**Extracted information:**
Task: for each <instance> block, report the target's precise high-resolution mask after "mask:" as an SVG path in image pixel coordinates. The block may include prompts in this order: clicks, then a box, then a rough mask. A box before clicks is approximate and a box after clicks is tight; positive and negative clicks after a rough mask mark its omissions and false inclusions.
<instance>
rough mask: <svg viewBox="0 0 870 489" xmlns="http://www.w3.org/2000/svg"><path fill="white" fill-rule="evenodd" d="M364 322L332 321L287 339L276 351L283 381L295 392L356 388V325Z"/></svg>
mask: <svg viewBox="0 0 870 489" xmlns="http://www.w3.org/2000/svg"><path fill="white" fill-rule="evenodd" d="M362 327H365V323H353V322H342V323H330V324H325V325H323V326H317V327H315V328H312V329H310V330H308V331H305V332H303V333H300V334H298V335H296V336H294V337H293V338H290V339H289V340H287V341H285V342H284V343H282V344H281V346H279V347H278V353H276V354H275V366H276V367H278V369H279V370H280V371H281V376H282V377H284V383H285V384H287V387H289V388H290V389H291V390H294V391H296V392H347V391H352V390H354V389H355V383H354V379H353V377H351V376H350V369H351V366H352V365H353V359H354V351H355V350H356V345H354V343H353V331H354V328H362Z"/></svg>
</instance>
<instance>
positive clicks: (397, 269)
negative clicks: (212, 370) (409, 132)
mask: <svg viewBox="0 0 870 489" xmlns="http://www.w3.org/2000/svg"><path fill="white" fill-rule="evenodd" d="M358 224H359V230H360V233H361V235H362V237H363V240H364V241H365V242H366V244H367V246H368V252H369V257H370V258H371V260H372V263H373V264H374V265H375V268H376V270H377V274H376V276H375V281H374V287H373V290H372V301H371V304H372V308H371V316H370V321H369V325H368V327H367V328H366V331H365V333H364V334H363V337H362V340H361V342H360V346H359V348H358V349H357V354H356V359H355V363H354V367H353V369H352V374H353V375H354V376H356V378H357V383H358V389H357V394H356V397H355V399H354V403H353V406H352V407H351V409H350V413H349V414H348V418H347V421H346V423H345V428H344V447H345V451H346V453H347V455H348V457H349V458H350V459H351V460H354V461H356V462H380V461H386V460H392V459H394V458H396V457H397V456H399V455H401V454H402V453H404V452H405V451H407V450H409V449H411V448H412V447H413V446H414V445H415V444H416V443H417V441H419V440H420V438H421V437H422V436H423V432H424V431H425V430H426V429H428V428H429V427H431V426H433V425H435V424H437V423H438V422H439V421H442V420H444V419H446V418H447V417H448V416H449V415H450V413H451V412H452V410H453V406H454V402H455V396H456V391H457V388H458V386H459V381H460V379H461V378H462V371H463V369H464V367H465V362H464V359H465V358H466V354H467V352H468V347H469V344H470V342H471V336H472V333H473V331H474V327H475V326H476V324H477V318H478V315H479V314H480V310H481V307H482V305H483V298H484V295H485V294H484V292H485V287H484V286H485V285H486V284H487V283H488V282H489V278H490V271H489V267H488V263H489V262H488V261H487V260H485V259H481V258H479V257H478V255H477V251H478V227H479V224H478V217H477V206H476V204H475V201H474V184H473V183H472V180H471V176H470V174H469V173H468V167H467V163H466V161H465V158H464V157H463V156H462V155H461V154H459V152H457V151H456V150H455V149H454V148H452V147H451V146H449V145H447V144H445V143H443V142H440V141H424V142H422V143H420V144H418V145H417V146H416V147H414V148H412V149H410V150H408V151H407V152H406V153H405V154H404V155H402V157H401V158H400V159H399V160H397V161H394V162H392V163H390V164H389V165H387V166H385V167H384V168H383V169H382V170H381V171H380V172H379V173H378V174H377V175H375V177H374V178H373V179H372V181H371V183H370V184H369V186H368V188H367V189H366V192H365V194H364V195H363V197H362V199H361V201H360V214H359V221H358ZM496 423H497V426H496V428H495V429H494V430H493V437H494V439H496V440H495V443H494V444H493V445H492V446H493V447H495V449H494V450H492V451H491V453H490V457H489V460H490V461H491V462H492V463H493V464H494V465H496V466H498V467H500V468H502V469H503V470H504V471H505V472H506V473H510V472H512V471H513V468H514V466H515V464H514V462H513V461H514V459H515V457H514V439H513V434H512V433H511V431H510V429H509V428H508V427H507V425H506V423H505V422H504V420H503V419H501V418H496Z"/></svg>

**About this exercise:** Reproduce every line of the items above word for word, leaving nothing out and changing nothing.

**Response for this exercise:**
Task: for each <instance> block, report the target's precise high-resolution mask after "mask:" as an SVG path in image pixel coordinates. The block may include prompts in this order: clicks, then a box, then a rough mask. A box before clicks is approximate and a box after clicks is tight; positive and negative clicks after a rough mask mark its omissions and false inclusions.
<instance>
rough mask: <svg viewBox="0 0 870 489" xmlns="http://www.w3.org/2000/svg"><path fill="white" fill-rule="evenodd" d="M364 322L332 321L287 339L276 351L283 381L295 392L356 388V325Z"/></svg>
mask: <svg viewBox="0 0 870 489" xmlns="http://www.w3.org/2000/svg"><path fill="white" fill-rule="evenodd" d="M362 327H365V323H353V322H342V323H330V324H325V325H323V326H317V327H315V328H312V329H310V330H308V331H305V332H303V333H300V334H298V335H296V336H294V337H293V338H290V339H289V340H287V341H285V342H284V343H282V344H281V346H279V347H278V353H276V354H275V366H276V367H278V369H279V370H280V371H281V376H282V377H284V383H285V384H287V387H289V388H290V389H291V390H294V391H296V392H347V391H352V390H354V389H355V383H354V379H353V377H351V376H350V369H351V366H352V365H353V359H354V351H355V350H356V345H354V343H353V331H354V328H362Z"/></svg>
</instance>
<instance>
positive clicks: (397, 269)
negative clicks: (212, 370) (409, 132)
mask: <svg viewBox="0 0 870 489" xmlns="http://www.w3.org/2000/svg"><path fill="white" fill-rule="evenodd" d="M358 224H359V230H360V233H361V235H362V237H363V240H364V241H365V242H366V244H367V246H368V252H369V257H370V258H371V260H372V263H373V264H374V265H375V268H376V270H377V274H376V276H375V281H374V287H373V290H372V301H371V304H372V308H371V316H370V321H369V325H368V327H367V328H366V331H365V333H364V334H363V337H362V340H361V342H360V346H359V348H358V349H357V354H356V359H355V363H354V367H353V369H352V374H353V375H354V376H356V378H357V383H358V389H357V394H356V397H355V399H354V403H353V406H352V407H351V409H350V413H349V414H348V418H347V421H346V423H345V428H344V447H345V451H346V453H347V455H348V457H349V458H350V459H351V460H354V461H356V462H380V461H386V460H392V459H394V458H396V457H397V456H399V455H401V454H402V453H404V452H405V451H407V450H409V449H411V448H412V447H413V446H414V445H415V444H416V443H417V441H419V440H420V438H421V437H422V436H423V432H424V431H425V430H426V429H428V428H429V427H431V426H433V425H435V424H437V423H438V422H439V421H442V420H444V419H446V418H447V417H448V416H449V415H450V413H451V412H452V410H453V406H454V402H455V396H456V391H457V388H458V386H459V381H460V379H461V378H462V371H463V369H464V367H465V362H464V359H465V358H466V354H467V352H468V347H469V344H470V342H471V336H472V333H473V331H474V327H475V326H476V324H477V318H478V315H479V314H480V310H481V307H482V305H483V298H484V295H485V294H484V292H485V287H484V286H485V285H486V284H487V283H488V282H489V278H490V271H489V267H488V263H489V262H488V261H487V260H485V259H481V258H479V257H478V255H477V251H478V227H479V224H478V217H477V206H476V204H475V201H474V184H473V183H472V180H471V176H470V174H469V173H468V167H467V163H466V161H465V158H464V157H463V156H462V155H461V154H459V152H457V151H456V150H455V149H454V148H452V147H451V146H449V145H447V144H445V143H443V142H440V141H424V142H422V143H420V144H418V145H417V146H416V147H414V148H412V149H410V150H408V151H407V152H406V153H405V154H404V155H402V157H401V158H400V159H399V160H397V161H394V162H392V163H390V164H389V165H387V166H385V167H384V168H383V169H382V170H381V171H380V172H379V173H378V174H377V175H375V177H374V178H373V179H372V181H371V183H370V184H369V186H368V188H367V189H366V192H365V194H364V195H363V197H362V199H361V201H360V214H359V221H358ZM496 423H497V426H496V428H495V429H494V430H493V437H494V439H496V440H495V443H494V444H493V445H492V446H493V447H495V449H494V450H492V451H491V453H490V457H489V460H490V461H491V462H492V463H493V464H494V465H496V466H498V467H500V468H502V469H503V470H504V471H505V472H506V473H510V472H512V471H513V468H514V466H515V464H514V462H513V461H514V459H515V457H514V439H513V434H512V433H511V431H510V429H509V428H508V427H507V425H506V423H505V422H504V420H503V419H501V418H496Z"/></svg>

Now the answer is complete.